Directions: Return the lines of the data below without any changes, beginning at the line that contains "Query: white field line" and ending with the last line of the data.

Given data:
* BEGIN *

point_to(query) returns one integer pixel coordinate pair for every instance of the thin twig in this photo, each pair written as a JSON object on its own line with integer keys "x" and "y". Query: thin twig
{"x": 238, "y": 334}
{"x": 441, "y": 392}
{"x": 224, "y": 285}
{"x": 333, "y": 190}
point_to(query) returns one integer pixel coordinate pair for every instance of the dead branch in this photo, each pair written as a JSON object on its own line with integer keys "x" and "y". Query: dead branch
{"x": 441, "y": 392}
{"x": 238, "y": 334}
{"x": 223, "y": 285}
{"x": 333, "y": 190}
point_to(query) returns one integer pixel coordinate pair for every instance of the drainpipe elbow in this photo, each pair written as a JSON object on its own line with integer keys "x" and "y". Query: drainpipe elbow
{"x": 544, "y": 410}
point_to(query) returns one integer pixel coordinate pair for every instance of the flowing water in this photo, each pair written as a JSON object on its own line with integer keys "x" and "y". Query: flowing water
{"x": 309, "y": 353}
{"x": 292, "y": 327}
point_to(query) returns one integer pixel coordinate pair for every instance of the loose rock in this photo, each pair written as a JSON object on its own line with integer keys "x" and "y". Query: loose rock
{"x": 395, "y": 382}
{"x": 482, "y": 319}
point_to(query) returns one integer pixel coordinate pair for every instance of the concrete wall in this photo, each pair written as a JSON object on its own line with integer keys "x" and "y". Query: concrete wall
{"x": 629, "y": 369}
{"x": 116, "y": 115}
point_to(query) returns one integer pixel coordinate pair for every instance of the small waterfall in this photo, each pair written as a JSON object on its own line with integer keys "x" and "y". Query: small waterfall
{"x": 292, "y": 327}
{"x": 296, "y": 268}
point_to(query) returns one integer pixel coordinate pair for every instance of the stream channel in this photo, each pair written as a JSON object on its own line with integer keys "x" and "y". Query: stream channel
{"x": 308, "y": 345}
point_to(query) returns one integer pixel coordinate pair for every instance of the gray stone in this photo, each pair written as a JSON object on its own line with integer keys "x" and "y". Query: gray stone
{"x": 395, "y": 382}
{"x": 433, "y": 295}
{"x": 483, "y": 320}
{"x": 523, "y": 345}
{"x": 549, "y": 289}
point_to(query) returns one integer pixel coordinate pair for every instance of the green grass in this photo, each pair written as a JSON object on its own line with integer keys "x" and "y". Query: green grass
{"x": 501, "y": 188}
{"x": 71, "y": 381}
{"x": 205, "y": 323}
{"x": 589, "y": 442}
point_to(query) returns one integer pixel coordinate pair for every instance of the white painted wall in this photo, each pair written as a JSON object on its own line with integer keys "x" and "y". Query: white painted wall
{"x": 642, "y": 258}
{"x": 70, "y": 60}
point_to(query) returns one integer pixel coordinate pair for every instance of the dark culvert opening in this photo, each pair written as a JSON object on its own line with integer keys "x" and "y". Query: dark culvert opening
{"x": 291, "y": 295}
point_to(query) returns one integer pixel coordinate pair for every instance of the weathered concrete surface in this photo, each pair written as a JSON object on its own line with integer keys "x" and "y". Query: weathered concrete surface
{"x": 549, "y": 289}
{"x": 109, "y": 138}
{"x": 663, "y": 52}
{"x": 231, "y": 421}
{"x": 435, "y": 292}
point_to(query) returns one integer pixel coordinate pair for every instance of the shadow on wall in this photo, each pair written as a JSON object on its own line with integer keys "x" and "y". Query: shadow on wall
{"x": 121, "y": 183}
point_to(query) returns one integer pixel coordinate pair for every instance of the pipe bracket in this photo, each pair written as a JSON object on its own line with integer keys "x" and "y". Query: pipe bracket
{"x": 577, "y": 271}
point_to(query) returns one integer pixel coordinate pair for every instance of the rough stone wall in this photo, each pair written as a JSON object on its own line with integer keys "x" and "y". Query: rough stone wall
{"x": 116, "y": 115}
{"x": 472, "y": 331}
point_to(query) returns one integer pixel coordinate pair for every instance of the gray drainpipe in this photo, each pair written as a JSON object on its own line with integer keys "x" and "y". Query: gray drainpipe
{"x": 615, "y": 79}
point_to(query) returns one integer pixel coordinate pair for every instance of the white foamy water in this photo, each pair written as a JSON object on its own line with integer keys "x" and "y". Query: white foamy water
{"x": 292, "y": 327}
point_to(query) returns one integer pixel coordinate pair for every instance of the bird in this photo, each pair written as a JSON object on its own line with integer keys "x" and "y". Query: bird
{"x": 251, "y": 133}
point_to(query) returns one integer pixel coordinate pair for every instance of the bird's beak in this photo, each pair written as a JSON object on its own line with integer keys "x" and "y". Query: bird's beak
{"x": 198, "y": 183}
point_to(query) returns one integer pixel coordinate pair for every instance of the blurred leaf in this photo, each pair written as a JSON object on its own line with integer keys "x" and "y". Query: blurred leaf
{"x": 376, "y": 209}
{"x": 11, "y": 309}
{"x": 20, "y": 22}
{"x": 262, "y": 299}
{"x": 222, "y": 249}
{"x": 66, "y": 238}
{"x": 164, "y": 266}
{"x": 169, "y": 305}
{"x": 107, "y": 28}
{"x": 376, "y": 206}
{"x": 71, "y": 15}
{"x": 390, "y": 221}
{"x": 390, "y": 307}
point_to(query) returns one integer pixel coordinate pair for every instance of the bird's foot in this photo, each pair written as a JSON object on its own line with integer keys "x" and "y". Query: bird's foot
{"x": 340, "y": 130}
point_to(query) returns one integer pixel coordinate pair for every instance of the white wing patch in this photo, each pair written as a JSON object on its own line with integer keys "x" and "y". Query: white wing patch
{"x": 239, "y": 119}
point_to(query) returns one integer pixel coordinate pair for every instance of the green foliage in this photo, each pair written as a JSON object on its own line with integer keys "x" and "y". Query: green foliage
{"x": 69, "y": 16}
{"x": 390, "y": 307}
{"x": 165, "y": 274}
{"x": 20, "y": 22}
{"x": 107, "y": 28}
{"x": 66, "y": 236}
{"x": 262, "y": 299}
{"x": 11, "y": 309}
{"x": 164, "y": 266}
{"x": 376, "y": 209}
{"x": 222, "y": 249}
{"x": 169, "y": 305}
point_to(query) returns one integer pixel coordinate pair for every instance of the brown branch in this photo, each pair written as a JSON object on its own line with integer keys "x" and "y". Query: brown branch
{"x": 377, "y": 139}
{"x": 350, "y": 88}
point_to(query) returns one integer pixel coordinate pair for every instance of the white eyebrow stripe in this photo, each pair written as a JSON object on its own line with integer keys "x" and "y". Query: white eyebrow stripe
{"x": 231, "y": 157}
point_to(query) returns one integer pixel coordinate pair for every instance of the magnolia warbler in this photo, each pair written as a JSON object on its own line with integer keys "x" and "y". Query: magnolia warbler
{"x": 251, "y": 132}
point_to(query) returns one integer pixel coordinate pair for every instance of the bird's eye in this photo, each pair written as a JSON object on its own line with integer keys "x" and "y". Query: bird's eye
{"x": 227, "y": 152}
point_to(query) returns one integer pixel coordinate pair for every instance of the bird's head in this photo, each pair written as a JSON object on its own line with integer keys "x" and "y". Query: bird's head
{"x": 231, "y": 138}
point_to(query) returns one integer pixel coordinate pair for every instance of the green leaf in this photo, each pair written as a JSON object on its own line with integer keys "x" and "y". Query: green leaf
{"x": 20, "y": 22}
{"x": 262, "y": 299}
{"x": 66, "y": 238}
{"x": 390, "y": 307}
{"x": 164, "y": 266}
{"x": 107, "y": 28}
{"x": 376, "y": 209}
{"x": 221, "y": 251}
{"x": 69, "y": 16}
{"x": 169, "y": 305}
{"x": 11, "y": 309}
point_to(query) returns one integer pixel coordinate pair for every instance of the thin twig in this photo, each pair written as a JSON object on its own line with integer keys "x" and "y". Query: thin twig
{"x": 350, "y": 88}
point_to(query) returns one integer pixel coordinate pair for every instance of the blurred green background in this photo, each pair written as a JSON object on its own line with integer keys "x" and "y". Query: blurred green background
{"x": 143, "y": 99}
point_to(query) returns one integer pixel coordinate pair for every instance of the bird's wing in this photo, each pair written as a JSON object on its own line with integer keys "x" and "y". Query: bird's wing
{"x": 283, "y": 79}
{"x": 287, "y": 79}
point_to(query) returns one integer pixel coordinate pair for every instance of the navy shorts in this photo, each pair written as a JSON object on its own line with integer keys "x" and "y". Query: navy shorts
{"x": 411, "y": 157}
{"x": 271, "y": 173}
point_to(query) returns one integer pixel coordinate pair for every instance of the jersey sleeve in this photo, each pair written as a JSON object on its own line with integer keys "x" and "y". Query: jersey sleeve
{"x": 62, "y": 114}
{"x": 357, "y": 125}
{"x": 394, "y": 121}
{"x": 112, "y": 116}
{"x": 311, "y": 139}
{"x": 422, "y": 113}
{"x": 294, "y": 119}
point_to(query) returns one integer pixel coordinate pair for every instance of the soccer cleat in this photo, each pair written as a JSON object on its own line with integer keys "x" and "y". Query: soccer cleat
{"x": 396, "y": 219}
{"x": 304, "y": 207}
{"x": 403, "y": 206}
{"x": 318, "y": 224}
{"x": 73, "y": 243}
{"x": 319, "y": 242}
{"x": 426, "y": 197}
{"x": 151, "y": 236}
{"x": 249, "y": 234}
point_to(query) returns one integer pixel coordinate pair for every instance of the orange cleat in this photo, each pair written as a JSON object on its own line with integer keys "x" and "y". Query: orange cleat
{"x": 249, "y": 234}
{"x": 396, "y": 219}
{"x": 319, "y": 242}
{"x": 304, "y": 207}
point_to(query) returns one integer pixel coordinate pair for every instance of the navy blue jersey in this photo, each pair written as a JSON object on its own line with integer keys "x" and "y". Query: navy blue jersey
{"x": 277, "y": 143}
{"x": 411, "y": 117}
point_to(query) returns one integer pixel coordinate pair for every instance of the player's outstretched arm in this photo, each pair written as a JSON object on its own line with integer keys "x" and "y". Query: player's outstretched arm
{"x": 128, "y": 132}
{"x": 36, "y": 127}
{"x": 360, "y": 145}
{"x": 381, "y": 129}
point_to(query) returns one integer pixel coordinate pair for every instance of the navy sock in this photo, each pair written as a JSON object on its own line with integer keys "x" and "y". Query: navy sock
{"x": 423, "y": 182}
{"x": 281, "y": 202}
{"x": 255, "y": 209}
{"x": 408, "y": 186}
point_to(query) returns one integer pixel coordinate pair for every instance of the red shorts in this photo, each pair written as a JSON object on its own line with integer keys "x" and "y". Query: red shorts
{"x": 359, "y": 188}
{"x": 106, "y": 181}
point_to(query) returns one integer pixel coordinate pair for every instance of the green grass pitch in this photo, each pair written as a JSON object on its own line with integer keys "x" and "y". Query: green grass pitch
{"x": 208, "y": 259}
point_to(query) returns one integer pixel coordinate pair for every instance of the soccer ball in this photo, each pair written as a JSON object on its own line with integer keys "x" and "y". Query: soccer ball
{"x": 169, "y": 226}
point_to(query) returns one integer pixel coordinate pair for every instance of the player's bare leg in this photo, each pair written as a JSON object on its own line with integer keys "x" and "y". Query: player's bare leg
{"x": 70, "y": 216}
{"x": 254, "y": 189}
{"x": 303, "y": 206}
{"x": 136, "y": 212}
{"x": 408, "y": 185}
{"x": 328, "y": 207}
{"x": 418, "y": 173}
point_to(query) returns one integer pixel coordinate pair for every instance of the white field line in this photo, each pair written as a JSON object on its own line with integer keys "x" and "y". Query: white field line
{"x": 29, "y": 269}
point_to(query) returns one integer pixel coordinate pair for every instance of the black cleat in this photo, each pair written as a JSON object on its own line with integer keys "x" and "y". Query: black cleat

* END *

Response to the task:
point_to(query) returns one integer pixel coordinate pair for every instance of the white field line in this photo, each pair written as a JSON object on its own line with integer keys "x" and "y". Query: white field line
{"x": 29, "y": 269}
point_to(query) returns one integer pixel coordinate pair for every instance of the black cleat in this photo, each pair written as a JSON object on its own line with integer keys "x" and "y". Query: black cleat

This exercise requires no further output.